Required work — When a line in the listing contains the string "fence", pick it out and copy it.

Exercise materials —

# # # # #

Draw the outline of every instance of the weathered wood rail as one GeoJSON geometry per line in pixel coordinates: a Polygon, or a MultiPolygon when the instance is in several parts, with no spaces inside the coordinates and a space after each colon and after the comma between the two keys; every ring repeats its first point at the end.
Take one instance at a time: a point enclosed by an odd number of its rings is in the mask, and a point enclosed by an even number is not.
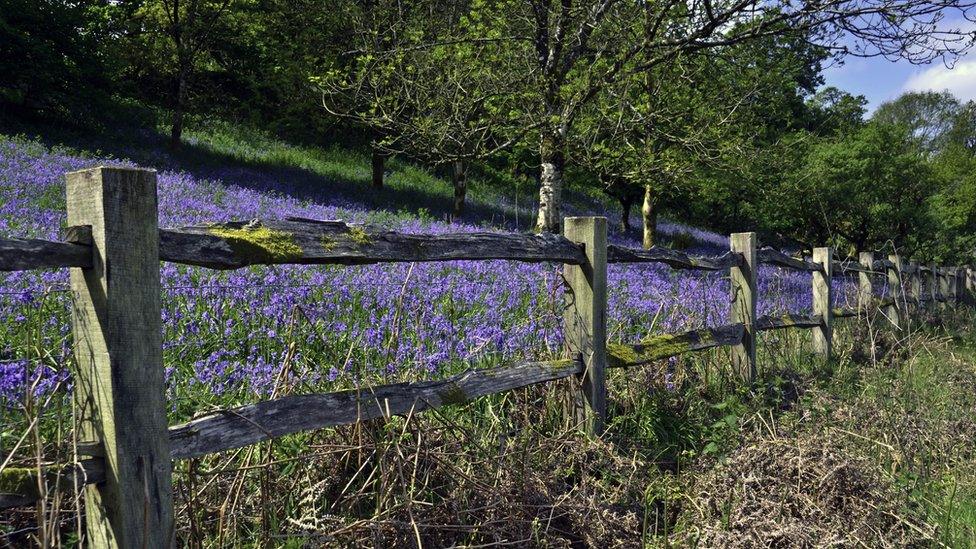
{"type": "MultiPolygon", "coordinates": [[[[78,454],[83,459],[52,474],[88,486],[88,536],[105,547],[133,546],[133,540],[150,547],[169,545],[173,535],[171,460],[302,431],[413,414],[567,378],[576,380],[570,384],[574,419],[599,435],[607,419],[608,368],[730,347],[736,373],[751,382],[757,372],[759,332],[811,330],[814,352],[830,358],[835,319],[870,321],[871,315],[866,313],[880,308],[897,329],[903,329],[906,309],[963,299],[971,302],[976,286],[976,273],[968,267],[912,265],[895,255],[876,260],[871,252],[861,253],[857,261],[837,260],[830,248],[815,249],[812,259],[797,258],[758,248],[754,233],[733,234],[730,250],[714,256],[665,248],[629,249],[608,245],[606,220],[592,217],[567,218],[563,235],[403,234],[303,218],[159,229],[154,172],[95,168],[68,174],[67,181],[71,227],[64,240],[0,239],[0,271],[71,268],[72,290],[78,295],[72,316],[78,363],[75,399],[82,416],[83,442],[78,454]],[[275,264],[474,260],[564,265],[567,358],[470,369],[437,381],[288,396],[166,426],[159,261],[239,269],[275,264]],[[122,266],[113,268],[111,278],[106,268],[109,262],[122,266]],[[674,269],[727,272],[732,323],[655,335],[635,344],[608,343],[606,285],[611,263],[658,263],[674,269]],[[756,270],[760,264],[811,273],[812,314],[757,317],[756,270]],[[835,307],[831,279],[849,274],[858,275],[860,303],[852,308],[835,307]],[[887,277],[889,283],[888,295],[880,300],[873,292],[879,277],[887,277]],[[147,470],[146,463],[155,465],[147,470]]],[[[36,487],[36,472],[16,474],[36,487]]],[[[38,497],[25,484],[0,493],[0,508],[29,505],[38,497]]]]}

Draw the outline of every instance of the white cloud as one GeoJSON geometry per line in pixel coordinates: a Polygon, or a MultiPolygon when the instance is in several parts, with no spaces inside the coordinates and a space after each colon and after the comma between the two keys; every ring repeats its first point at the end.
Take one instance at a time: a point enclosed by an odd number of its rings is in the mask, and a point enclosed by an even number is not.
{"type": "Polygon", "coordinates": [[[963,60],[954,67],[943,65],[912,75],[902,91],[949,90],[963,101],[976,100],[976,59],[963,60]]]}

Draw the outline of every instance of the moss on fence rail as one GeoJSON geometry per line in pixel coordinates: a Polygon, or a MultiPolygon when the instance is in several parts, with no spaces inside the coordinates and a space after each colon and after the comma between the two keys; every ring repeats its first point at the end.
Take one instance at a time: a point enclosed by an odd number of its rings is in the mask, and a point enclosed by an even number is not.
{"type": "Polygon", "coordinates": [[[282,263],[299,260],[304,250],[295,242],[295,236],[260,225],[212,227],[208,231],[225,239],[234,253],[254,263],[282,263]]]}

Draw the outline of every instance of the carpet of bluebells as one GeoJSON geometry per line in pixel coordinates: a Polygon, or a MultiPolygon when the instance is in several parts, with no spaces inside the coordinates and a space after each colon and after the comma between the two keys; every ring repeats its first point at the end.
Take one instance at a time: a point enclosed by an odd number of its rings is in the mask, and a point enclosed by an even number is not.
{"type": "MultiPolygon", "coordinates": [[[[0,136],[0,237],[56,239],[63,174],[124,159],[94,158],[0,136]]],[[[377,213],[328,188],[295,189],[272,170],[161,171],[161,226],[302,216],[407,232],[485,230],[377,213]],[[301,191],[301,192],[299,192],[301,191]]],[[[662,223],[665,243],[720,253],[728,239],[662,223]]],[[[612,235],[633,247],[631,237],[612,235]]],[[[181,416],[220,396],[253,401],[287,383],[335,390],[430,379],[470,365],[545,358],[560,348],[560,266],[503,261],[275,266],[233,272],[162,265],[164,360],[181,416]],[[185,405],[185,407],[184,407],[185,405]],[[182,410],[182,411],[180,411],[182,410]]],[[[613,340],[718,325],[728,317],[722,274],[612,265],[613,340]]],[[[760,314],[808,312],[808,274],[760,270],[760,314]]],[[[67,272],[0,273],[0,407],[70,389],[67,272]]]]}

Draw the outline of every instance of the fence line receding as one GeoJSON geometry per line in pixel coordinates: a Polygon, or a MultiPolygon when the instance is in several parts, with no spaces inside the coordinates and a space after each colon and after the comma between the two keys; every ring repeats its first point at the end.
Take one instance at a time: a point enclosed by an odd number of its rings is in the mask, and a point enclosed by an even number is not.
{"type": "MultiPolygon", "coordinates": [[[[168,545],[174,532],[171,460],[240,448],[301,431],[356,423],[575,378],[571,412],[598,436],[607,422],[606,368],[652,363],[688,352],[731,347],[744,382],[756,376],[757,333],[813,332],[813,351],[831,356],[833,323],[881,308],[896,328],[906,310],[953,303],[976,285],[972,268],[913,265],[897,255],[837,260],[830,248],[811,259],[760,248],[755,233],[730,237],[719,255],[630,249],[607,244],[606,219],[567,218],[562,235],[503,232],[404,234],[341,221],[303,218],[157,228],[151,170],[93,168],[67,174],[70,227],[63,241],[0,239],[0,271],[70,268],[75,337],[78,453],[66,472],[86,485],[86,524],[98,546],[168,545]],[[162,383],[159,261],[212,269],[249,265],[513,260],[564,265],[565,358],[469,369],[437,381],[394,383],[287,396],[221,410],[167,427],[162,383]],[[731,323],[607,343],[607,265],[659,263],[674,269],[728,272],[731,323]],[[757,317],[757,268],[769,264],[812,274],[813,314],[757,317]],[[110,275],[111,273],[111,275],[110,275]],[[834,307],[832,280],[858,275],[857,307],[834,307]],[[874,296],[887,277],[888,295],[874,296]],[[138,542],[136,541],[138,540],[138,542]]],[[[18,474],[23,474],[21,471],[18,474]]],[[[29,505],[30,475],[0,507],[29,505]]]]}

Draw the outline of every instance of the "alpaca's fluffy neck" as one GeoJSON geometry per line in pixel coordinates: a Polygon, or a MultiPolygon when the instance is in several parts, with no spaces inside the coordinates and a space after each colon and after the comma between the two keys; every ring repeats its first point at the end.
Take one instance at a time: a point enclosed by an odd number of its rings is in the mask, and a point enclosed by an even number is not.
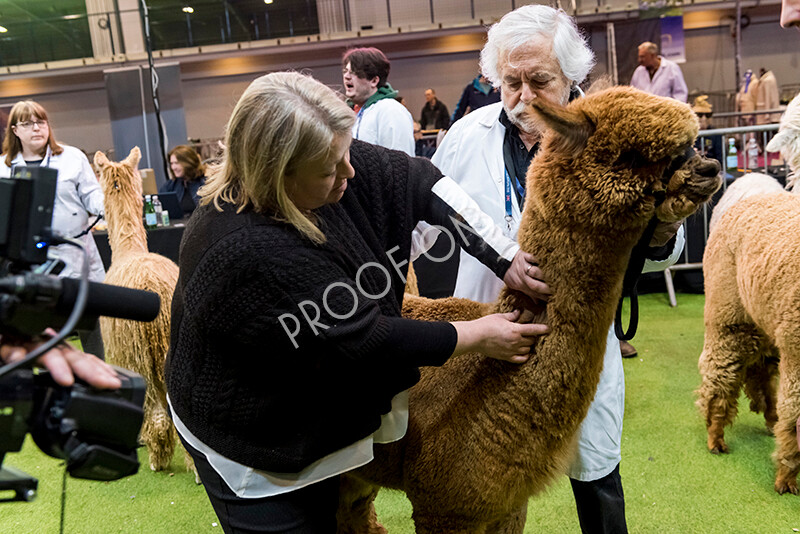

# # # # #

Expected output —
Draw the outline of every instance of the moss on fence rail as one GeoJSON geometry per line in pixel coordinates: a Polygon, or a MultiPolygon when the instance is in several parts, with no spaces inside the coordinates and a space after each colon and after the comma between the two keys; every ring repeats its first point at the end.
Draw the outline of every instance of the fence line receding as one GeoJSON geometry per line in pixel coordinates: a Polygon, or a MultiPolygon when the instance is in several parts, with no spaces inside the coordinates and a space after each colon and after the comma between the two keys; every ring repeats its first point at the end.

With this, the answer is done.